:: DATA EXTRACT ::
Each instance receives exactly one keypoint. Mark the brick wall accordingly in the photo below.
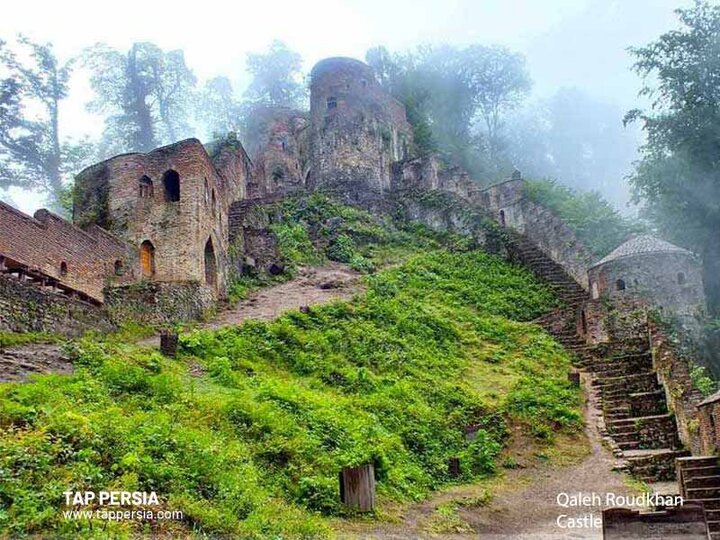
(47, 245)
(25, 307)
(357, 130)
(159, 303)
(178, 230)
--
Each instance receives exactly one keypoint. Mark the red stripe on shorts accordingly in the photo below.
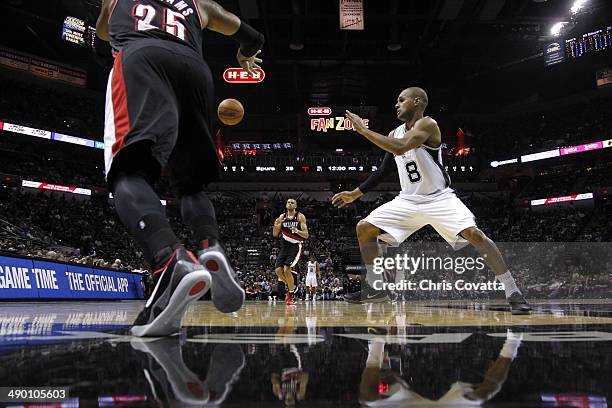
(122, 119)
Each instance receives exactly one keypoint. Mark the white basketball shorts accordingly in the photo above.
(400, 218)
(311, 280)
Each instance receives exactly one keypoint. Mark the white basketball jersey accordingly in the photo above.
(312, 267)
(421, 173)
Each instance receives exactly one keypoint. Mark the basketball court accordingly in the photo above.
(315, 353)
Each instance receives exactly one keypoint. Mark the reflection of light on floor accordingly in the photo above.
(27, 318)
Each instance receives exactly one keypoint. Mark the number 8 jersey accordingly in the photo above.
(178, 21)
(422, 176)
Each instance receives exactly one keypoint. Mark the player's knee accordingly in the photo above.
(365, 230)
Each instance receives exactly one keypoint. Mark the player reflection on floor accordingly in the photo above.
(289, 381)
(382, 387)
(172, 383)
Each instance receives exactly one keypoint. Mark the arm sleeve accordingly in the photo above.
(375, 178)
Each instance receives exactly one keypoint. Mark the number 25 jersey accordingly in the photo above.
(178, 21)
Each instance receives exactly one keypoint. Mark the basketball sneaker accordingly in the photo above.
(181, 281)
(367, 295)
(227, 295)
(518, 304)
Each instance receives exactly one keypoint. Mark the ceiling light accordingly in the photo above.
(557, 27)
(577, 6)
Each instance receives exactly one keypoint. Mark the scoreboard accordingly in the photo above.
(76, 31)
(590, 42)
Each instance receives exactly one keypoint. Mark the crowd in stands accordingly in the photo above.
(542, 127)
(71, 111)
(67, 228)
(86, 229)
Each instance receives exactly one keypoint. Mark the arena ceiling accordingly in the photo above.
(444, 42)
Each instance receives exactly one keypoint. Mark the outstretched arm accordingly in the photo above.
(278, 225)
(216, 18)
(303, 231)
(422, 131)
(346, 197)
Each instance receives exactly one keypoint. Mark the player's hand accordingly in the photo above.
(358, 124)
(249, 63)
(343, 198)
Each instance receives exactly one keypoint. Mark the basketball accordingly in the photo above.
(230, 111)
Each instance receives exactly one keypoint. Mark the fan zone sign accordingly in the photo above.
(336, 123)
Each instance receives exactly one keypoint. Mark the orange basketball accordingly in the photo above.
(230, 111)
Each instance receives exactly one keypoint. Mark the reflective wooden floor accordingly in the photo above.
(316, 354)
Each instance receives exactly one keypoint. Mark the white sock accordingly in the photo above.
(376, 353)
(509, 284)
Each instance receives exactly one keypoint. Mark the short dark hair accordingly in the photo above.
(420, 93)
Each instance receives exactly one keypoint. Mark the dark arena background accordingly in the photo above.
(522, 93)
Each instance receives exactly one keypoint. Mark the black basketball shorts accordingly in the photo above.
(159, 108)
* * *
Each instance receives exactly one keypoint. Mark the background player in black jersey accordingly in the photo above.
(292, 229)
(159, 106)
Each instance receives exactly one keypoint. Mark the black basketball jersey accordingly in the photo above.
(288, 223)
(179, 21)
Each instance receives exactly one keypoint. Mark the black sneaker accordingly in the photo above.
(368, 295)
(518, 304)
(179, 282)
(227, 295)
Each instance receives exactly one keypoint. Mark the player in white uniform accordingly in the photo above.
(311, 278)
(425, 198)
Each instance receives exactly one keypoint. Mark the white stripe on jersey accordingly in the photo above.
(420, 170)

:: TASK STATEMENT ::
List each line of the data above that contains the string "dark". Matching is case-sensitive.

:: REPLY ::
Each instance receives exactly one keypoint. Mark the short dark hair accordingly in the photo above.
Each instance receives exactly one keypoint. Mark the dark arena background accordingly in the photo above.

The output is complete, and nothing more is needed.